▶ [ПРЕДЛОЖЕННЫЙ ТЕКСТ]
Статьи не вошедщие в собрание сочинений вып 2 (О-Я)

Для амвросической ночи, о коей запретно поведать 48.

"Божественный мрак, - поучает неведомый автор, - это и есть тот свет неприступный, в котором, как сказано в Писании, обитает Бог. Свет этот незрим по причине чрезмерной ясности и недостижим по причине преизбытка сверхсущностного светолития, и в него вступает всякий, кто сподобился познавать и видеть Бога именно через то самое, что он больше ничего не видит и не познает, но воистину возвышается над видением и над познанием, продолжая знать только одно: что Бог во всем, как чувственном, так и умопостигаемом..." 49.

В этом ослепляющем "сверхсущностном светолитии" едва ли можно различить лик христианского личного бога. "Бог во всем", - из этого легко было сделать пантеистические выводы, растворив божество в волнах мирового света. И такие выводы не замедлили выявиться: уже на грани V и VI вв. некий сирийский монах Стефан бар Судхайле, писавший под именем легендарного ученика Дионисия Ареопагита - Иерофея (та же игра в псевдонимы), изгнанный за свои умствования из родной Месопотамии и нашедший пристанище в палестинском монастыре, выступил с проповедью имманентности бога миру 50. Опираясь на умозрение Псевдо-Ареопагита, Стефан, который был по вероисповеданию монофиситом, перенес постулировавшееся монофиситством сущностное слияние бога-Логоса с человеческим естеством Иисуса на вселенское, космическое естество. Бог оказывался неразличимо слитым с природой.

▶ [МАТЕРИАЛ]

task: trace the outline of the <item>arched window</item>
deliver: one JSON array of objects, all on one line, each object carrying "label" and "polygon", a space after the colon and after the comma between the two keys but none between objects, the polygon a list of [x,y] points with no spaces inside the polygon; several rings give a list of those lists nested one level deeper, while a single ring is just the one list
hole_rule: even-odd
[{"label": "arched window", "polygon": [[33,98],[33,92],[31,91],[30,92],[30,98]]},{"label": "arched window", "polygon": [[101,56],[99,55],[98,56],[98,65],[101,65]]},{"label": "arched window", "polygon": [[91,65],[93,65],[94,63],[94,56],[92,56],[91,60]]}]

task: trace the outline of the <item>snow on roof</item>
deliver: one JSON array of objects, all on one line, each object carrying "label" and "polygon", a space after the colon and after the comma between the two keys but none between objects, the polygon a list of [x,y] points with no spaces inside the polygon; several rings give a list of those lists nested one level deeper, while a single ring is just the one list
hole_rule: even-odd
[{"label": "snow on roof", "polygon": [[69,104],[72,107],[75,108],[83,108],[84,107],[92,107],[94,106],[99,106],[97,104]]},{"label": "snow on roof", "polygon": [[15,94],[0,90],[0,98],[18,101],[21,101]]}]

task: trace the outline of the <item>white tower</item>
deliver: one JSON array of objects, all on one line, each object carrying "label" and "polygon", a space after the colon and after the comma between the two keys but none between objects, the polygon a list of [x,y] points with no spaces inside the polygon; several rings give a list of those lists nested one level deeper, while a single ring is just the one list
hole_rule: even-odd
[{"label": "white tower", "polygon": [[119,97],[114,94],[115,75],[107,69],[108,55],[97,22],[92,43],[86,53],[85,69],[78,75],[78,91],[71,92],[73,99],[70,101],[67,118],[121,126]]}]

▶ [ЗАДАНИЯ]
**a.** Напечатайте из текста о божественном мраке весь фрагмент от «В этом ослепляющем» и вниз до «слитым с природой.» включительно, ничего не меняя.
**b.** По тексту о божественном мраке объясните, почему свет, в котором обитает Бог, незрим и недостижим.

▶ [ОТВЕТЫ НА ЗАДАНИЯ]
**a.**
В этом ослепляющем "сверхсущностном светолитии" едва ли можно различить лик христианского личного бога. "Бог во всем", - из этого легко было сделать пантеистические выводы, растворив божество в волнах мирового света. И такие выводы не замедлили выявиться: уже на грани V и VI вв. некий сирийский монах Стефан бар Судхайле, писавший под именем легендарного ученика Дионисия Ареопагита - Иерофея (та же игра в псевдонимы), изгнанный за свои умствования из родной Месопотамии и нашедший пристанище в палестинском монастыре, выступил с проповедью имманентности бога миру 50. Опираясь на умозрение Псевдо-Ареопагита, Стефан, который был по вероисповеданию монофиситом, перенес постулировавшееся монофиситством сущностное слияние бога-Логоса с человеческим естеством Иисуса на вселенское, космическое естество. Бог оказывался неразличимо слитым с природой.

**b.** Этот свет незрим по причине чрезмерной ясности. Недостижим он по причине преизбытка сверхсущностного светолития.